Source excerpt —
---+---

Hey Students (Pvt-Comm)...

EatSleepFly

Well-Known Member
What can we, as CFI's (as a whole) do to serve you better?

Go ahead, rant away...I want to hear any complaint or compliment you have about your current or former CFI's (please don't mention names, lol). Even though I'm not going to be instructing as much anymore, I've been meaning to start a post like this for awhile, and the one in the FBO forum reminded me. Besides, I'm sure I'll keep doing a little, so I personally want to know what I can do to improve. And I'm sure all the other CFI's on here can benefit as well, so FIRE AWAY!!!!!!



Thanks...current instructors (should) and future students (will) appreciate it!
 

E_Dawg

Moderator
Wow awesome post!!!! I can't wait to see what people have to say....

Here are three things that I took mental notes of during my training about what or what not to do as a CFI:

-CFIs who can't wait to jump out of the plane after shutting down. They probably don't mean to, but it puts unspoken pressure on the student to 'hurry up and get out of here' when time should be spent on shutdown and securing.

-Postflight briefings! I don't care what time it is or how long the flight was... and CFIs have every right to charge for what is done after the flight is over. I'd rather pay more and get some feedback than 'cut costs' without knowing how I did (which ironically increases costs in the end).

-I was my first instructor's first student (.....). That guy hardly said anything, I practically had to beat him with a stick to et some feedback. Too bad I had nothing to compare it to and didn't know the difference....

---+---

Dataset excerpt —

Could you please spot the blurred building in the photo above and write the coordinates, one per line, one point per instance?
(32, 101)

---+---

Problems to solve —
[1] In the forum thread about flight instructors, whose first student was the moderator?
[2] Write out the passage of the flight instructor forum thread from "Thanks...current instructors (should)" up to and including "have to say....", word for word.
[3] Resume the forum thread about flight instructors from the point where it stops.

The replies —
[1] The moderator was the first student of their own first instructor.

[2]
Thanks...current instructors (should) and future students (will) appreciate it!
 

E_Dawg

Moderator
Wow awesome post!!!! I can't wait to see what people have to say....

[3]
arizonaflyer

New Member
When doing pattern work, do full stops if anything needs to be re-explained. To much going on during t&g's to pay attention to the plane and instructor.
Plus a nice break just to be able to focus for a min is always good.



I had a problem for a while remembering vfr mins, maybe constantly inquire as to what they are. That helped me.
 

Rodelu

Well-Known Member
Here they go...

- I can't stand when the instructor rides with his/her feet on the rudder pedals (especially when taxiing on the ground).
You are not only trying to turn a less than effective steerable nose gear, but in addition you have to overcome the dead weight of the instructor's leg!!!. There might be a reason (or requirement) for them to do this, I never asked about this, maybe an instructor can enlighten me on the subject.

- The instructor showing up AT or LATER than the time for the lesson. I hate to be waiting, sitting on the airplane, sweating my b@lls off (FL), and having my "questions for the day" answered while taxying. Or what's worse, being told right there,(after asking one thing on the approach plate we were suppossed shoot), to go back inside to go over the approach plate because I wasn't prepared!!!##@@$$

There...I have a couple more, but they are sort of too specific.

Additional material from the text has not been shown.